------ TASK DATA ------

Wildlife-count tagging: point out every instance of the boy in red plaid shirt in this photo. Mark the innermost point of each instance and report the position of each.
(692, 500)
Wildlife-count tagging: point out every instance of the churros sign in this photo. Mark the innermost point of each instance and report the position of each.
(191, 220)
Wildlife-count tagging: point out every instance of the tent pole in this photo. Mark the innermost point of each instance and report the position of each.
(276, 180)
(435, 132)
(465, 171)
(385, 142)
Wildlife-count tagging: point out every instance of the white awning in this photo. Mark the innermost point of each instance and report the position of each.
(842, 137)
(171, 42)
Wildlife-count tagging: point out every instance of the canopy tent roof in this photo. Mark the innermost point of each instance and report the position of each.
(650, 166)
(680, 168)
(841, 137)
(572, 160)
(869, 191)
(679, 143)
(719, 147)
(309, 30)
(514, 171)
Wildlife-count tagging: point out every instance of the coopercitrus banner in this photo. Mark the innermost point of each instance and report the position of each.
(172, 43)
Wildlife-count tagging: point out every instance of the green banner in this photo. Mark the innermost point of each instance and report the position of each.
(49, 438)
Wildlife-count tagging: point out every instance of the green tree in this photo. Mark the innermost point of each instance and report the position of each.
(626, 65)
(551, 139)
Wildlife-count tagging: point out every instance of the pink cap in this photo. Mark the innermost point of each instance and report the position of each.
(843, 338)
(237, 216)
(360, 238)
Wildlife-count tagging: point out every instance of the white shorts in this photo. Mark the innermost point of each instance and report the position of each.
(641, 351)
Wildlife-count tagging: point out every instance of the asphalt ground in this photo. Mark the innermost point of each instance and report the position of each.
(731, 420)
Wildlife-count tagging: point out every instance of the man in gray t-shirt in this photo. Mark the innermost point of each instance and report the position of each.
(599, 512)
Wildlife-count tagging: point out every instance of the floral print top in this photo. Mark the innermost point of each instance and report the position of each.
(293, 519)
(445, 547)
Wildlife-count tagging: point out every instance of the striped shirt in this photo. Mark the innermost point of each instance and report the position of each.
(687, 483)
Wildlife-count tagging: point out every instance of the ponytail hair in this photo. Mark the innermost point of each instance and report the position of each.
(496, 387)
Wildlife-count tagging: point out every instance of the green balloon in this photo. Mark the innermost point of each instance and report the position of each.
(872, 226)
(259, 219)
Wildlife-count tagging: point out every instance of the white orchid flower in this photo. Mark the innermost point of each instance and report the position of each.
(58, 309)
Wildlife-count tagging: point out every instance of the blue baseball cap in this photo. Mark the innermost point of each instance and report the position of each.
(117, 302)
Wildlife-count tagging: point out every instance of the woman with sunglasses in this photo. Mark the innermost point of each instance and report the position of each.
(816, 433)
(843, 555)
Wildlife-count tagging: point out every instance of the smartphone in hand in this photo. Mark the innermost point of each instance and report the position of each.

------

Every entry is to be repeated exactly as it stands.

Wildlife-count tagging: point out every instance of the boy in red plaid shirt in this photo. Mark the innermost point of each instance and report the position of each.
(692, 500)
Wildlife-count tagging: point out every instance of the churros sign in this photo. Mark the innermost point of each instance and report the position of each.
(191, 220)
Wildlife-count tagging: point out every instance of the tent pole in this photo. Mark the innermost point of each instance and report the position of each.
(276, 180)
(435, 132)
(465, 171)
(385, 142)
Wildlife-count tagging: point out every instance of the white awning in this photo. Mark the innermost point of each instance and report the position of each.
(842, 137)
(171, 42)
Wildlife-count tagging: point out every instance of the canopy tent roof in this photo. Mark the innermost point of each instance and report the position of each.
(650, 166)
(680, 168)
(841, 137)
(572, 160)
(869, 191)
(679, 143)
(719, 147)
(309, 30)
(514, 171)
Wildlife-count tagging: point out every instance of the coopercitrus banner in this photo. Mark the innermost point of each instance and report the position of each.
(172, 43)
Wildlife-count tagging: point out every instance of the green banner in this photo. Mark the innermost point of each instance and report the position of each.
(49, 438)
Wildlife-count tagging: point out every instance of the green tree in this photo. Mark the innermost point of each instance and report the position of each.
(626, 65)
(551, 139)
Wildlife-count tagging: point out every instance of the pink cap in this photo. Mark the innermost point of each instance and report the position of each.
(843, 338)
(237, 216)
(360, 238)
Wildlife-count tagging: point out every instance of the white shorts in this photo. Mark the innermost point of each instance and report the position of each.
(641, 351)
Wildlife-count tagging: point out every instance of the asphalt ground in this photo. Mark the innermost point of each instance and report the position of each.
(731, 420)
Wildlife-count tagging: point out every instance of the man in gray t-shirt in this photo. Mark the innermost point of each instance and report the position of each.
(599, 512)
Wildlife-count tagging: point out every instance of the floral print top in this photo. Mark the innermost point of each instance and report the position of each.
(293, 519)
(445, 547)
Wildlife-count tagging: point out every instance of the striped shirt in this photo. Mark the innermost point of each instance and report the position of each.
(687, 483)
Wildlife-count tagging: point out every instance of the ponytail hair in this photo. Mark the innermost point of each instance and report the position of each.
(496, 387)
Wildlife-count tagging: point out every instance of the green balloon in this photo. Mark the innermost point of each instance and report the position of each.
(872, 226)
(259, 219)
Wildlife-count tagging: point out every instance of the white orchid flower in this photo. Mark the innermost point of each instance and report the position of each.
(58, 309)
Wildlife-count tagging: point out every instance of the blue baseball cap in this photo. Mark the innermost point of each instance and report the position of each.
(117, 302)
Wildlife-count tagging: point out every instance of the woman with sunglasses in this photo. Mark the innermost point of each instance and report the position of each.
(816, 433)
(843, 555)
Wildlife-count tagging: point out every instance of the smartphone in hand in this photo. Mark the innermost point of each instance and report the position of each.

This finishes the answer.